WHAT YOU WILL DO: The result should consist solely of the line containing "Definition of the keypoint: for every instance of the crowd" and the lines that follow it below, each reproduced exactly, the last line included.

-- Opening Marker --

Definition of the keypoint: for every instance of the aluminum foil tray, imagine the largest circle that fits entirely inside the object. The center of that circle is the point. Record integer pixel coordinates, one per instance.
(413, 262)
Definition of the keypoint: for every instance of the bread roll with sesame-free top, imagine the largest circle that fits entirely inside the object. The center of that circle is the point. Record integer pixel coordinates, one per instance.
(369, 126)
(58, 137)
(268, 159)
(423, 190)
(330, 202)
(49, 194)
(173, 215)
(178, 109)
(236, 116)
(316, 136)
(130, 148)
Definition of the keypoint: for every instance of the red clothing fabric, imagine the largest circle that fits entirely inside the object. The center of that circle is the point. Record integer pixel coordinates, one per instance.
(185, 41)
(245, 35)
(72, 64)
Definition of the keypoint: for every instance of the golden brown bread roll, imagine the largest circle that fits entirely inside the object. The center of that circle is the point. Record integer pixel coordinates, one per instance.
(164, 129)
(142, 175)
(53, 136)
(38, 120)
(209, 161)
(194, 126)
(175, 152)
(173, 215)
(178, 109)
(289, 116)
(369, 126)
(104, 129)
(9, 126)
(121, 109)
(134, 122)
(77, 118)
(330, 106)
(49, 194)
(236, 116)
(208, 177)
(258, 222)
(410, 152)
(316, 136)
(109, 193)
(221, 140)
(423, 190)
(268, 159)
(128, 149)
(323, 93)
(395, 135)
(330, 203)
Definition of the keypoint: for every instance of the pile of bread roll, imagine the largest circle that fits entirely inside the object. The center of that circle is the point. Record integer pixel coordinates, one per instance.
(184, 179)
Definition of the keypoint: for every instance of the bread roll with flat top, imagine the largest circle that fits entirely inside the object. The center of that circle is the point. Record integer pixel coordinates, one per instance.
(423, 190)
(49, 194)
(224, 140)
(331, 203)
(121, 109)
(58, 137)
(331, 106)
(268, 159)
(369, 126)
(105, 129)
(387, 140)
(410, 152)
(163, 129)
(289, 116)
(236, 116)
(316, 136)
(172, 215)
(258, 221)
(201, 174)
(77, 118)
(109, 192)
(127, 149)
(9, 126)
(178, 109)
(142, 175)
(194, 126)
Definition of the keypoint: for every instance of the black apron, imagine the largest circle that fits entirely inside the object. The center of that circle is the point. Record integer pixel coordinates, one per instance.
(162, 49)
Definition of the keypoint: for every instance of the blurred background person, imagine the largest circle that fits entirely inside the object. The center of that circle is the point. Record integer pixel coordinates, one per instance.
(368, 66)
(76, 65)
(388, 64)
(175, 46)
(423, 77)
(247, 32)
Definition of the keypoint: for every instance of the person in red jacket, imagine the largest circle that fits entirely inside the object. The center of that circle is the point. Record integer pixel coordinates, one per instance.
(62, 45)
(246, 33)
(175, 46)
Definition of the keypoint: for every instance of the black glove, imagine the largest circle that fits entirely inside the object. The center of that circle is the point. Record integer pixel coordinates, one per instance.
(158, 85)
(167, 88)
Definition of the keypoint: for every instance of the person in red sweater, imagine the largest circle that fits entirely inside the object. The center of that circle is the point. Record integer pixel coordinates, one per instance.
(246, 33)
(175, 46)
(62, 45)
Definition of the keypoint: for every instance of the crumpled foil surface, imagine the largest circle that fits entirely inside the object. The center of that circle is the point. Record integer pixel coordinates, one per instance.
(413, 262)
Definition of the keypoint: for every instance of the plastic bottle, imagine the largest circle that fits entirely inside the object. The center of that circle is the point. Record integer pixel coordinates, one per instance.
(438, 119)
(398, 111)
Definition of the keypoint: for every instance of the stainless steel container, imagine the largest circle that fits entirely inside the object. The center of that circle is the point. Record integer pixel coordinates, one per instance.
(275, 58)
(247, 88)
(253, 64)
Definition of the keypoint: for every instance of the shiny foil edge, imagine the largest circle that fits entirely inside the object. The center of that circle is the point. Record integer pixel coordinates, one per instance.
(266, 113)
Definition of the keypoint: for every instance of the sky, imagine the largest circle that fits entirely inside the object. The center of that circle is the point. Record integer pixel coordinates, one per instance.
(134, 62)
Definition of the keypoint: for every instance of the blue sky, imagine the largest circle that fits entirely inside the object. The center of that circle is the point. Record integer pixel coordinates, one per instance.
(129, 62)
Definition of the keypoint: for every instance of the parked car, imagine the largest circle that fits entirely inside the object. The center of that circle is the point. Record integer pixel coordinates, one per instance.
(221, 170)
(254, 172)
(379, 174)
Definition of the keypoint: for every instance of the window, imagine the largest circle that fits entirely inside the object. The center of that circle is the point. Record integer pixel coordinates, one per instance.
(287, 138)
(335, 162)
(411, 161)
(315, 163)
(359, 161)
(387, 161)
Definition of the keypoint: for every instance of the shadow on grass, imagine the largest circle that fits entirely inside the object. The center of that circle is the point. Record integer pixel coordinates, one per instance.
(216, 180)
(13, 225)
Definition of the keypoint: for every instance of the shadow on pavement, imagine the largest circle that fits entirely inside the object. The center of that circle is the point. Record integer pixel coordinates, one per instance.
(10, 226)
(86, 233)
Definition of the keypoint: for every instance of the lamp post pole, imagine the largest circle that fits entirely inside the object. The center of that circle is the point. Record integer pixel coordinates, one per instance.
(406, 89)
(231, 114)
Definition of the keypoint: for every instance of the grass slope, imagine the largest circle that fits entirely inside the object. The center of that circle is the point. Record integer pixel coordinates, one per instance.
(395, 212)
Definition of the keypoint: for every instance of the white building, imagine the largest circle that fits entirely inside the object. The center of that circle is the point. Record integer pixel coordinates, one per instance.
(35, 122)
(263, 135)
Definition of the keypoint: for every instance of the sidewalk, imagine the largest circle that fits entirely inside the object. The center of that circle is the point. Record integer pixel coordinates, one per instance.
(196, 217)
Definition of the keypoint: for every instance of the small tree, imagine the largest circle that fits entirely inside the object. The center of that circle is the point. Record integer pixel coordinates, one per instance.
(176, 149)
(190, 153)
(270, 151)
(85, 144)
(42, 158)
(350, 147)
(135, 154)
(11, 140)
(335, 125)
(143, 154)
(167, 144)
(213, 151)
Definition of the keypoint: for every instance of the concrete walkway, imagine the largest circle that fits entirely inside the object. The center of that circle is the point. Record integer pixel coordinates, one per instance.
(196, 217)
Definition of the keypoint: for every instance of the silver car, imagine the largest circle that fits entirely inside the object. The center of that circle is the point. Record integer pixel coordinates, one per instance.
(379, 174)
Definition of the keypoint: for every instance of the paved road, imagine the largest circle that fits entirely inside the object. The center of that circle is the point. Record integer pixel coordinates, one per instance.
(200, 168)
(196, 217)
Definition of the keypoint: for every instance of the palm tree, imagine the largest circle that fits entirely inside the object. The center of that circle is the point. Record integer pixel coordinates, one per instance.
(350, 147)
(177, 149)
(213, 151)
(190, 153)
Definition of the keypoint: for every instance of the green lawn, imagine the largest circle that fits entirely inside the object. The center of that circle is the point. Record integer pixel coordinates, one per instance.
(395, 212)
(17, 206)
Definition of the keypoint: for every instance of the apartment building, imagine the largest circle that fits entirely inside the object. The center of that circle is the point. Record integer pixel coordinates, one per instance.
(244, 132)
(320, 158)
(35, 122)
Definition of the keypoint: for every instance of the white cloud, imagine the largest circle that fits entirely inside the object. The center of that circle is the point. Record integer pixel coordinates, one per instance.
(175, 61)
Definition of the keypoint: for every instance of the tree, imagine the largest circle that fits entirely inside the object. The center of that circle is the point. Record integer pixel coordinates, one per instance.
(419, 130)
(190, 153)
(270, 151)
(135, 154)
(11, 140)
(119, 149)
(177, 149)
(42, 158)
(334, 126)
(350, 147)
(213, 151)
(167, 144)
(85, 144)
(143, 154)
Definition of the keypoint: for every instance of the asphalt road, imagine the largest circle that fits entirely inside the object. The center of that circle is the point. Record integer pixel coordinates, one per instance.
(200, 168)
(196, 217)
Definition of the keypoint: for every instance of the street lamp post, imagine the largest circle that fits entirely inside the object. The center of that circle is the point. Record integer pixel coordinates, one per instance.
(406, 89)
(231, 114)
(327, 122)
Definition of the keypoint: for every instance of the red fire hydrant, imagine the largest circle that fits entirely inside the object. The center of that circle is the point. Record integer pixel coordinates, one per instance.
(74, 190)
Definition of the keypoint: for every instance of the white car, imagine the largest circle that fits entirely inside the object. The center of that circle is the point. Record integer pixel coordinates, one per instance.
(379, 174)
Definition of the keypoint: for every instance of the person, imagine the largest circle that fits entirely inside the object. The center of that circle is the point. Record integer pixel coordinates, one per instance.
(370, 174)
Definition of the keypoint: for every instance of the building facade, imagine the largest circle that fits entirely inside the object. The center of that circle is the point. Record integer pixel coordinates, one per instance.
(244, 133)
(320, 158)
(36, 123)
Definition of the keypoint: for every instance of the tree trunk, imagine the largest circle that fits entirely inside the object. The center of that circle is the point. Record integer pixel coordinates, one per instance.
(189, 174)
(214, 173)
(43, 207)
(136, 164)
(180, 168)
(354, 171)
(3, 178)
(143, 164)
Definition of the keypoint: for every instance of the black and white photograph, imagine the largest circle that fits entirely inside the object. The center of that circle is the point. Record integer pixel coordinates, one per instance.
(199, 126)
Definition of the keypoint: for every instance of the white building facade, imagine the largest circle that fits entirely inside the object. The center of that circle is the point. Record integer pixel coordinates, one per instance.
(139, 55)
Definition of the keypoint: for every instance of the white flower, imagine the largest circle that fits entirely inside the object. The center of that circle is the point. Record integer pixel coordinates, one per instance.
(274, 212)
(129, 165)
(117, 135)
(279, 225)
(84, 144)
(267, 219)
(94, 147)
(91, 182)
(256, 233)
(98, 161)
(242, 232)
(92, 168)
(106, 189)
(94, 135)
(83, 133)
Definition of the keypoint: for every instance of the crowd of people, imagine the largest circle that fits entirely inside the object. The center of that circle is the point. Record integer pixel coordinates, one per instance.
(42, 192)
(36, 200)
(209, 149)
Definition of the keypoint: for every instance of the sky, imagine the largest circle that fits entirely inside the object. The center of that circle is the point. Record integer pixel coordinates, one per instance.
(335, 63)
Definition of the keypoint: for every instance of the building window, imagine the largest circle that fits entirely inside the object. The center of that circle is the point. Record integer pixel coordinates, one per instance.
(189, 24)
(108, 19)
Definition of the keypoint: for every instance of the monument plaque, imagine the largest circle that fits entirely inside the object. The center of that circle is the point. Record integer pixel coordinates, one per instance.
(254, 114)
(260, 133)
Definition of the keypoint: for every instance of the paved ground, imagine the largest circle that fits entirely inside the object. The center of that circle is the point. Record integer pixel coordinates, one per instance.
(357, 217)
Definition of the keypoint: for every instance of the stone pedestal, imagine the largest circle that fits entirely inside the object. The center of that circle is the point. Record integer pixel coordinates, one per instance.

-- Closing Marker --

EXPECTED ANSWER:
Definition of the keypoint: for every instance of the crowd of people, imagine the largest circle that fits entirely inside the object. The center of that circle is the point. Record integer pixel coordinates, one per instance.
(42, 192)
(36, 200)
(209, 149)
Definition of the keypoint: for every instance of the sky, imagine the largest circle that fits entirely inside the object. The center of that circle is the point. Record integer pixel coordinates, one per instance.
(335, 63)
Definition of the keypoint: for every instance of the building window, imagine the largest circle that fits entirely inside the object. The center of that circle is the point. Record integer pixel coordinates, one per instance.
(189, 24)
(108, 19)
Definition of the keypoint: for every instance of the monument plaque, imagine the largest circle that fits entirely inside the object. The center of that circle is the point. Record integer pixel coordinates, one per instance.
(254, 114)
(260, 133)
Definition of the keypoint: for every instance of the paved ground, imagine the largest circle that fits entirely inside the object. The center of that circle is the point. Record integer pixel coordinates, one per instance.
(357, 217)
Definition of the keypoint: for every instance of the stone pedestal, imagine the largest circle that fits entirely inside the object. The center of that circle is the point. Record integer pixel coordinates, one per instance.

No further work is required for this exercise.